- [TRECHO DO TEXTO]:
Kevin Alloca, Head of Culture & Trends do YouTube, explica como a plataforma desafia os conceitos “tradicionais” da mídia e se transformou em um fenômeno único graças a seus protagonistas: as pessoas.
Eu acompanho as tendências no YouTube há mais de 9 anos, e hoje lidero um time global dedicado a projetos que ajudam as pessoas a encontrar e entender as coisas que fazem sucesso em meio aos bilhões de horas que o público gasta todos os dias assistindo a conteúdo na nossa plataforma.
Até cheguei a escrever um livro sobre isso, partindo de várias tendências interessantes que estudei ao longo desse tempo todo para analisar como e por que a cultura pop se tornou algo tão diferente do que era anos atrás.
Uma coisa que aprendi é que muitos dos vídeos e canais que fazem sucesso do ponto de vista criativo não se encaixam nas nossas expectativas “normais”. O YouTube nos obriga a reconsiderar crenças sobre como o entretenimento geralmente funciona.
Aqui, vou explorar a evolução no conceito de “qualidade” do ponto de vista dos públicos – à medida que o entretenimento de que essas pessoas gostam se adaptou e passou a ser construído para atender as necessidades das pessoas.
A criatividade nos lugares mais inesperados
Antes de mais nada, vamos olhar para como as pessoas tiram valor do conteúdo, e como elas o utilizam de maneiras surpreendentes nas suas vidas.
Um exemplo: muitas pessoas não pensariam no YouTube na hora de procurar conselhos financeiros. No entanto, esse é um tópico que tem ficado cada vez mais popular, graças a criadores como Murilo Duarte, do canal Favelado Investidor. Ele, que vem de uma comunidade menos favorecida, fala de investimentos de uma maneira acessível a todos.

- [MATERIAL DE APOIO]:
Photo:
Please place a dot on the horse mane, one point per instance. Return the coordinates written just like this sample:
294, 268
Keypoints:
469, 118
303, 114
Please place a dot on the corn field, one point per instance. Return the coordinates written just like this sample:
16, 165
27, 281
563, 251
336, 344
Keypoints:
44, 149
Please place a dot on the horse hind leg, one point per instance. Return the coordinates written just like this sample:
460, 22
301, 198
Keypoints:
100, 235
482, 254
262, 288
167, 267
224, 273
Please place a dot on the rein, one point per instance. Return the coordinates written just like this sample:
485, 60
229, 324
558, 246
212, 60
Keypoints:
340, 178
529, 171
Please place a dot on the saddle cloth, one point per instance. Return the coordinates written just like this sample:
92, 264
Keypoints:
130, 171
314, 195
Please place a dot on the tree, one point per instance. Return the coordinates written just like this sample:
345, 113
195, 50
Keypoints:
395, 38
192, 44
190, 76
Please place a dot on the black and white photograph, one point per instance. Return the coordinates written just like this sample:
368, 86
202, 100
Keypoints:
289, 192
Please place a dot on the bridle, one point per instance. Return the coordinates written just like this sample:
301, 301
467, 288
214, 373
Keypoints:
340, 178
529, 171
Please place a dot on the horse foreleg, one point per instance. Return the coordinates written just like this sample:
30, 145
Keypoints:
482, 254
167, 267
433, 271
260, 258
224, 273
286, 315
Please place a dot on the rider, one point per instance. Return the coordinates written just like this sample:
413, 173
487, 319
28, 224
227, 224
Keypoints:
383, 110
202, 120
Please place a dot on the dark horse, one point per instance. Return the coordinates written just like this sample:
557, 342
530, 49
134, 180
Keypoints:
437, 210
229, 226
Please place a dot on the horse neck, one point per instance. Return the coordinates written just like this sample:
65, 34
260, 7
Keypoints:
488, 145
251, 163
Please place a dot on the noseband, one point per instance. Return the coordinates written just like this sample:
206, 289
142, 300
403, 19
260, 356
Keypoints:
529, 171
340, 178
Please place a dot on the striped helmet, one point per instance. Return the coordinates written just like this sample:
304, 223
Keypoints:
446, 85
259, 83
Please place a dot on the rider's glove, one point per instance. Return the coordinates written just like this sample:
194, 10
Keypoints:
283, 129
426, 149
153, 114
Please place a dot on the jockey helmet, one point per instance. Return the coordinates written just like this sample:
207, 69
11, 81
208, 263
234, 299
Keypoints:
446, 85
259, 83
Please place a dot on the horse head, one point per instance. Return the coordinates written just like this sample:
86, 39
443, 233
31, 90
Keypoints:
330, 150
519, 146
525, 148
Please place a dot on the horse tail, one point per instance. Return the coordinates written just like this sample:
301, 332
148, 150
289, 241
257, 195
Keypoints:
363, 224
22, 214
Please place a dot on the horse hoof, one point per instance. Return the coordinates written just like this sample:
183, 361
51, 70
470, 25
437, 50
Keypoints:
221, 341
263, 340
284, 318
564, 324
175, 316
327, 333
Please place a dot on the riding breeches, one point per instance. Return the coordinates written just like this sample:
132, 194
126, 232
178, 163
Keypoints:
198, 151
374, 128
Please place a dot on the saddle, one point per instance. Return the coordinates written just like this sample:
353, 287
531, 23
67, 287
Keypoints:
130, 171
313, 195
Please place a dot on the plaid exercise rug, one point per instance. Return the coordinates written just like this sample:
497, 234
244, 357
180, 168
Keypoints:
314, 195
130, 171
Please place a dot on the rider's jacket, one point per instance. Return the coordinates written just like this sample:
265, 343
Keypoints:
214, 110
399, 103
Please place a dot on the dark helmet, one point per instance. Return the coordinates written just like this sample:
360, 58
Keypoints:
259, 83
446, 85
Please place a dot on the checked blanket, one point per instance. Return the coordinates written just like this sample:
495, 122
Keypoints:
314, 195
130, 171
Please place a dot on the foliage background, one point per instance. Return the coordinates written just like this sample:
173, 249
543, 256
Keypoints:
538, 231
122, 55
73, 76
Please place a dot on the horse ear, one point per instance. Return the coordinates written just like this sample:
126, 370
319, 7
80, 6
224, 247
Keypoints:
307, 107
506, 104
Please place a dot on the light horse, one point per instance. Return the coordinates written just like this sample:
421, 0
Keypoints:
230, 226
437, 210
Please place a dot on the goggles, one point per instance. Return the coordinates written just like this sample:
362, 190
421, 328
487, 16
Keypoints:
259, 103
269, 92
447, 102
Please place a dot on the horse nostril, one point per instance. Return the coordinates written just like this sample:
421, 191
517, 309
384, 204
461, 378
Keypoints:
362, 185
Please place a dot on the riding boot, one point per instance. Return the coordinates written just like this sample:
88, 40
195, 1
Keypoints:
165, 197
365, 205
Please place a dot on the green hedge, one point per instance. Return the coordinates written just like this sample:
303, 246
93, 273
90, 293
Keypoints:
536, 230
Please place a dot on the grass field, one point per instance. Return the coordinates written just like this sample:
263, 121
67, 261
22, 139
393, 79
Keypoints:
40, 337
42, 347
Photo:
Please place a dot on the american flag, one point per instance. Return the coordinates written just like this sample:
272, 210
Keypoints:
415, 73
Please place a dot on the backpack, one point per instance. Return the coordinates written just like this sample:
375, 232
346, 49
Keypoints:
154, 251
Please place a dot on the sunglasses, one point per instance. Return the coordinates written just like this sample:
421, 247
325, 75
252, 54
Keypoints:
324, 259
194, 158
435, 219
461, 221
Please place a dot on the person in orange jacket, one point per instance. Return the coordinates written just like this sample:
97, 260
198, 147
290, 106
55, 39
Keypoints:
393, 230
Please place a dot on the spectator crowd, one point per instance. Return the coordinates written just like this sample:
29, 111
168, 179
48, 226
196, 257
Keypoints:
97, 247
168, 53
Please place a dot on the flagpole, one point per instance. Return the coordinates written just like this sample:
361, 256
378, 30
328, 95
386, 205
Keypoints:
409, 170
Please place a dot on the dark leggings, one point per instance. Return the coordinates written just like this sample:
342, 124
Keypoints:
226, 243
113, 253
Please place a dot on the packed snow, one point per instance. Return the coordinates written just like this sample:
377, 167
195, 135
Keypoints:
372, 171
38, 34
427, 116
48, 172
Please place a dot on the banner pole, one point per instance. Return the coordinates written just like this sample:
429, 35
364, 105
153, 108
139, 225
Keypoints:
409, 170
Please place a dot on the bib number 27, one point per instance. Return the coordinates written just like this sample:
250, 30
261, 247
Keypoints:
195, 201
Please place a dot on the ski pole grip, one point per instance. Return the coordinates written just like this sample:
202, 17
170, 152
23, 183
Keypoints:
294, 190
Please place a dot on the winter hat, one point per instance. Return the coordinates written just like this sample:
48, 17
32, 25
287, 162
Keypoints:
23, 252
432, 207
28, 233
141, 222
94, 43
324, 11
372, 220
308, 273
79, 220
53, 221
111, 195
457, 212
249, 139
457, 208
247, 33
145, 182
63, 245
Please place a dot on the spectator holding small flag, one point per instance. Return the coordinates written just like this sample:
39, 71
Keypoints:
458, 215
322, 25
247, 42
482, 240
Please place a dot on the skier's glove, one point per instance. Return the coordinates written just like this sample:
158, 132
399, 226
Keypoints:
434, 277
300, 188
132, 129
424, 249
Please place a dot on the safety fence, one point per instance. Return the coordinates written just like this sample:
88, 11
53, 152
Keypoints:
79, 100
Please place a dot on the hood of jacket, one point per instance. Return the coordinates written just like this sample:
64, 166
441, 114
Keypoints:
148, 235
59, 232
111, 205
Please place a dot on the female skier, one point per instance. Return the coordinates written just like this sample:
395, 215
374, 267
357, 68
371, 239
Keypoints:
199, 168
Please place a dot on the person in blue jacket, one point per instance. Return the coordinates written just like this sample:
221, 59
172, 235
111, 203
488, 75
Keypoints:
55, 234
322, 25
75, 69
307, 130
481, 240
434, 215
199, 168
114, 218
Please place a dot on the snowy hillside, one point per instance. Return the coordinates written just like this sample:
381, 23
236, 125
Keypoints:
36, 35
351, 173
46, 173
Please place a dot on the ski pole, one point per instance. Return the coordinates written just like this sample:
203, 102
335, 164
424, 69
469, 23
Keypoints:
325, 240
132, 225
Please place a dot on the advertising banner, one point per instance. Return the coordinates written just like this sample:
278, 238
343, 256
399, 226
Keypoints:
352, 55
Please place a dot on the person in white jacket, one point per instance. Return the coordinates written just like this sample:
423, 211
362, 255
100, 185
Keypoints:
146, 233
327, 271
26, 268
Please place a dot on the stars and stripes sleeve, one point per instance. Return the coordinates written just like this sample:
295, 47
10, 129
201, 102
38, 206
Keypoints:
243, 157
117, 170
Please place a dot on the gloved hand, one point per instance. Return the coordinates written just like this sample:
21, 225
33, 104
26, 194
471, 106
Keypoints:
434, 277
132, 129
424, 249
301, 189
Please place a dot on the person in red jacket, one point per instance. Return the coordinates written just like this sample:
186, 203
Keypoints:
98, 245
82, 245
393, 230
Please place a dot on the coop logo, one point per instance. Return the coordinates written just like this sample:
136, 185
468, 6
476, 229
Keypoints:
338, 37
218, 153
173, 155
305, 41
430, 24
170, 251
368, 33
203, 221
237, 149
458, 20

- [EXERCÍCIOS]:
[1] Segundo o texto sobre o YouTube, qual é o nome do canal de Murilo Duarte?
[2] Extraia do texto sobre o YouTube, sem qualquer alteração, o trecho que se inicia nas palavras que contêm "Aqui, vou explorar" e termina em "necessidades das pessoas.".

- [GABARITO]:
[1] Favelado Investidor.

[2]
Aqui, vou explorar a evolução no conceito de “qualidade” do ponto de vista dos públicos – à medida que o entretenimento de que essas pessoas gostam se adaptou e passou a ser construído para atender as necessidades das pessoas.